Il provare una qualsiasi forma di “dolore” molto spesso è parte integrante della sofferenza psicologica, ne può effettivamente essere causa o conseguenza, oppure anche entrambe assieme.

Le persone a volte esperiscono dolori ai quali non riescono a dare delle spiegazioni e la sofferenza può risiedere anche e soprattutto nel fatto che, dopo diversi e accurati esami specialistici, neanche la medicina riesca a trovare un riscontro organico, qualcosa di “malfunzionante” all’interno dell’organismo, del corpo in generale. Di questo, ne fanno esperienza le persone che soffrono di una malattia cronica psicosomatica, appunto.

Per comprendere ciò, bisogna prima distinguere tra due tipi di dolore: quello “acuto” e quello “cronico”.

Il dolore “acuto” è occasionale, in risposta a uno stimolo inatteso e intenso, relativo allo stato attuale e reversibile, poiché ha un inizio e una fine.

Il dolore “cronico”, invece, è persistente e costante, quotidiano ed è una risposta disadattava del nostro corpo.

La International Association for the Study of Pain (IASP), nel 2020, ha definito il dolore cronico come “un’esperienza sensoriale ed emozionale spiacevole associata o simile a quella associata a un danno tissutale reale o potenziale”.

La American Psychological Association, già nel 2013, sosteneva,infatti, che il punto cruciale non è il sintomo somatico in sé ma il modo in cui la persona lo presenta e lo interpreta.

Con questi interventi e queste “nuove” e aggiornate definizioni si può parlare di una effettiva rivoluzione nel considerare questo tipo di dolore derivante non solo da un malessere fisico o organico, biologico ma anche da fattori psicologici e sociali dell’individuo. Prende in considerazione la soggettività e l’unicità della persona, esattamente la sua personale esperienza.

Ne deriva, quindi, che il vissuto di  dolore dovrebbe essere sempre compreso e rispettato, dato che, inoltre, le persone apprendono il concetto di dolore attraverso le loro esperienze di vita.

Sebbene il dolore di solito abbia un ruolo adattativo, può avere effetti negativi sulla funzionalità e il benessere sociale epsicologico.

Con ciò, bisogna anche tenere in considerazione che la descrizione verbale non è l’unico modo per esprimere il dolore e che l’incapacità di comunicare non nega la possibilità che un essere umano stia provando malessere: ovvero, se non esplicito verbalmente che ho dolore, non vuol dire che sia scontato che io non ne abbia. Un po’ come “se non sto chiedendo aiuto non vuol dire per forza che non ne abbia bisogno”.

- DESCRIZIONE ESERCIZIO
Nel testo sul dolore, in che anno la International Association for the Study of Pain (IASP) ha definito il dolore cronico?

- DATI DEL DATASET
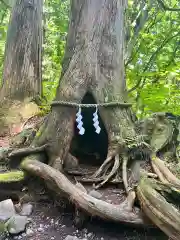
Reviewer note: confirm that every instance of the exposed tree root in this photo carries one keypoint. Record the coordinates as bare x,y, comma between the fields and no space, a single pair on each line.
165,215
164,174
112,173
26,151
91,205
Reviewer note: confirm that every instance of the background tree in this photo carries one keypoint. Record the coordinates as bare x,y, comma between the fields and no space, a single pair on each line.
94,63
22,61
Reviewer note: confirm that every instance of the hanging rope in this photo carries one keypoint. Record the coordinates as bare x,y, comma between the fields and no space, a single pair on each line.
109,104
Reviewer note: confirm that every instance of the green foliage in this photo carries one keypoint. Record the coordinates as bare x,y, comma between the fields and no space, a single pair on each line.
153,67
153,44
56,18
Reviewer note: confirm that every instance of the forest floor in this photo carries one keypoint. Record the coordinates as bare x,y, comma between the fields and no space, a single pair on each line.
53,223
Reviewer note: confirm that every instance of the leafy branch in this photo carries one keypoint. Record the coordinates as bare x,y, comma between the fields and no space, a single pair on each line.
149,64
162,4
5,3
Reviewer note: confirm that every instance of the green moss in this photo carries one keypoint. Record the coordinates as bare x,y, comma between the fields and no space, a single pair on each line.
13,176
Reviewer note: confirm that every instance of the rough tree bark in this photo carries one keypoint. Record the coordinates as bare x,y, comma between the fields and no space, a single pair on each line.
22,64
94,62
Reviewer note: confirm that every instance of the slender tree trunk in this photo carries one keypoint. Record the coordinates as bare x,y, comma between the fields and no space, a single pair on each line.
22,65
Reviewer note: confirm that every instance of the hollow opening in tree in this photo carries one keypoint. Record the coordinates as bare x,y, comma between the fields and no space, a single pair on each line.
90,148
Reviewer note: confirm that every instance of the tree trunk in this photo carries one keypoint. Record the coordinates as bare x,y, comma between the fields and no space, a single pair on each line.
22,65
93,62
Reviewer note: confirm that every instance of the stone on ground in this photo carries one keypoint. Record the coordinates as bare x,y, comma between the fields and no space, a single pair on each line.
16,224
7,209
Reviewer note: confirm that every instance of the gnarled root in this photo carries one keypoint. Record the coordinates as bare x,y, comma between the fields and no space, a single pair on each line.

- SPAZIO RISPOSTA
Nel 2020.